• **Set exercise 1**:
Write out the court opinion word for word, between "The five complainants, all" and "and injunctive relief.", inclusive.
• **Set exercise 2**:
Answer these questions from the court opinion:
(a) On what date was the court opinion issued?
(b) How many complainants filed the bill?
(c) What was the dollar amount of the bond issue that the amended bill asked to have declared void?
• **Set exercise 3**:
Carry on the court opinion past its final sentence.

# Start of Passage

Supreme Court of Alabama.

September 14, 1967.

*722 Bevill & Jackson, Jasper, for appellant.

Robt. T. Wilson, Jasper, for appellees.

MERRILL, Justice.

The five complainants, all citizens and taxpayers of the Town of Parrish, filed a bill, for themselves and representing a class of over four hundred other taxpayers and *723 customers of the water system, against the Water Works Board of the Town of Parrish, seeking declaratory and injunctive relief.

The demurrer to the original bill was sustained; the bill was amended, demurrer overruled and the final decree granted and denied some of the relief sought. The Water Works Board appealed.

The amended bill sought a declaration that a bond issue of $185,000 be declared void; that a receiver be appointed; that an audit be conducted of the books of the Water Works Board; that a uniform rate be established for all customers; that discrimination of services be ended; that the Board's books be opened for inspection and for other and general relief.

# End of Passage
# Start of Supplied information

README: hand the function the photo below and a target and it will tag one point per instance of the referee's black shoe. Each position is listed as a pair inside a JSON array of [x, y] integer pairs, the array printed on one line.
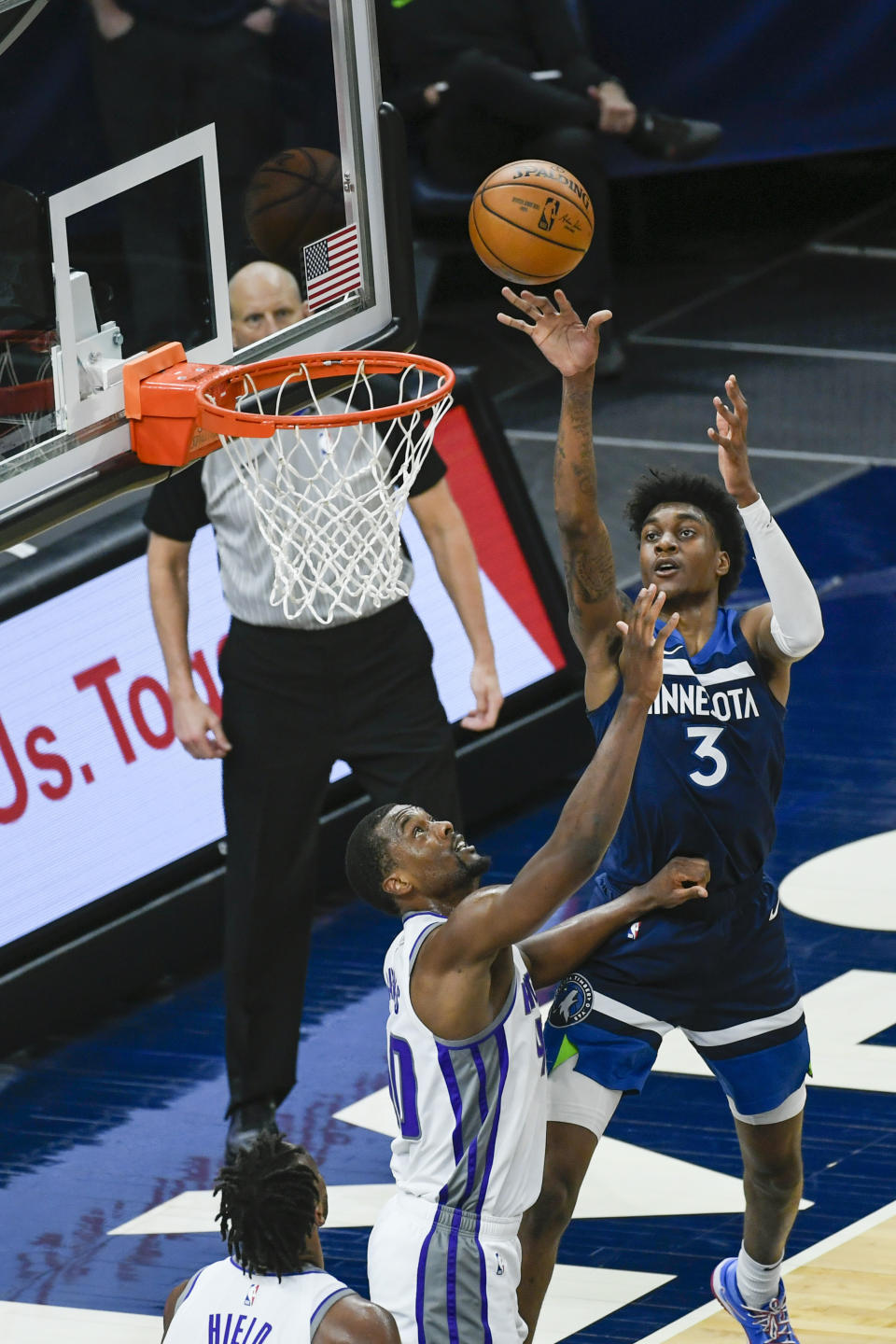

# End of Supplied information

• **Reply 1**:
The five complainants, all citizens and taxpayers of the Town of Parrish, filed a bill, for themselves and representing a class of over four hundred other taxpayers and *723 customers of the water system, against the Water Works Board of the Town of Parrish, seeking declaratory and injunctive relief.

• **Reply 2**:
(a) September 14, 1967
(b) Five
(c) $185,000

• **Reply 3**:
The Town of Parrish originally was receiving its water supply from the Water Works System at Cordova. When the Water Works Board at Parrish was established, the proceeds of a bond issue of $185,000 was used to buy the existing system and make improvements. The water rate was raised from $2.00 to $3.00 per 4,000 gallons and the advertisement in the county paper stated "there is positively no anticipation of the Water Board that these rates be raised at any time." But later, the rate was raised to $4.00 per 4,000 gallons, and, notwithstanding the raise, the trial court found:

"8. That various and sundry complaints were made to the Water Works Board after the new system was installed, among those complaints were that some consumers could not get any water at all, some consumers could only get a stream of water the size of a pencil, some had no water pressure at all, and some had no pressure when the neighbor turned on his water, or some had no pressure at various times of the day, some had to catch water at night in order to have water to cook breakfast the next morning, some couldn't get water but once a week, some couldn't get any more supply of water after the work was done to the system than before the work was done, the supply of water to some of the consumers was worse than before the new system went into effect, that the Water Works Board refused to let responsible persons see their books and see how they had spent the money which they had borrowed to improve the Water Works System, that some members of the Water Works Board were arrogant and impolite when persons made complaints."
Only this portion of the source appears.